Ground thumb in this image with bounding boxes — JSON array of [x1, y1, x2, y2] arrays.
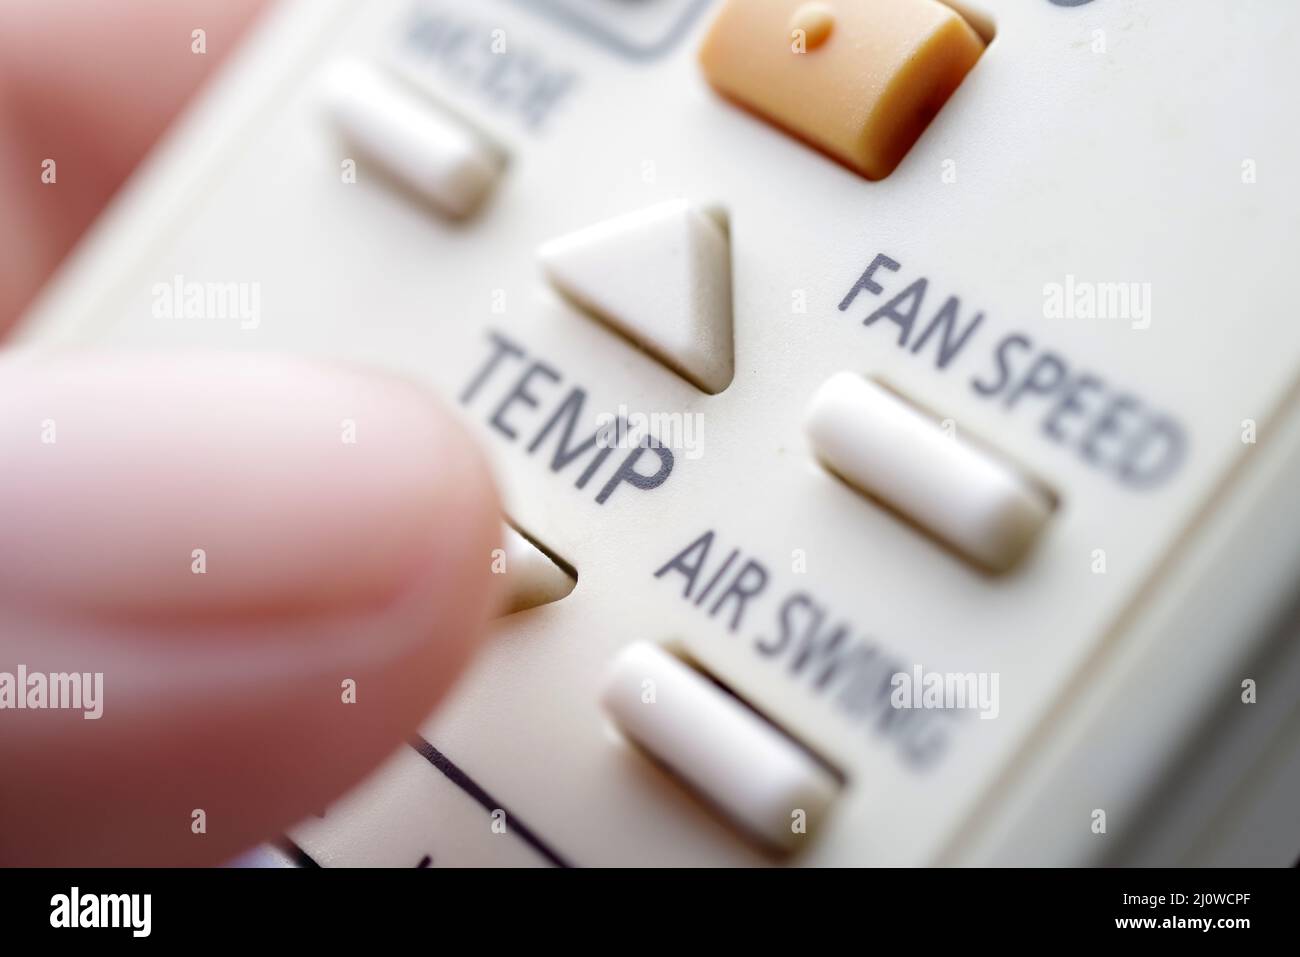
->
[[0, 351, 502, 866]]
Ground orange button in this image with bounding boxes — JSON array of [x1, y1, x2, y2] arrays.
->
[[699, 0, 985, 180]]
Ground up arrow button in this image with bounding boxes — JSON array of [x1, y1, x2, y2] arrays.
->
[[538, 200, 735, 394]]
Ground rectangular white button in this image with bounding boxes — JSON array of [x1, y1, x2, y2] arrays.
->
[[322, 59, 501, 218], [600, 642, 839, 852], [805, 373, 1052, 571]]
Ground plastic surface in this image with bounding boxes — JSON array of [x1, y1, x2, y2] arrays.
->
[[322, 58, 501, 217], [699, 0, 986, 179], [499, 524, 575, 615], [600, 642, 840, 852], [805, 372, 1051, 570], [538, 199, 735, 393]]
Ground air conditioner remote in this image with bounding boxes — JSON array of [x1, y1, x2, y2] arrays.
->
[[18, 0, 1300, 867]]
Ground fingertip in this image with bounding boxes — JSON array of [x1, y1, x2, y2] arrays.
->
[[0, 352, 505, 865]]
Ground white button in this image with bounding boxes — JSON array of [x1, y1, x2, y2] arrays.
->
[[322, 59, 501, 218], [805, 373, 1052, 571], [538, 200, 734, 393], [498, 525, 575, 616], [600, 642, 839, 851]]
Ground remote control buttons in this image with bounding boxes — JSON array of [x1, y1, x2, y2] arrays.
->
[[601, 642, 840, 852], [806, 374, 1052, 571], [322, 59, 502, 218], [497, 525, 575, 616], [699, 0, 985, 179], [538, 200, 734, 393]]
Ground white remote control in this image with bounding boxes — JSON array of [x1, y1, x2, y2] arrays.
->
[[18, 0, 1300, 866]]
======
● **DIRECTIONS**: Give the count of lines in the data that contain the word "control", and write nothing besides it.

● **RESPONSE TO THE EXERCISE**: 2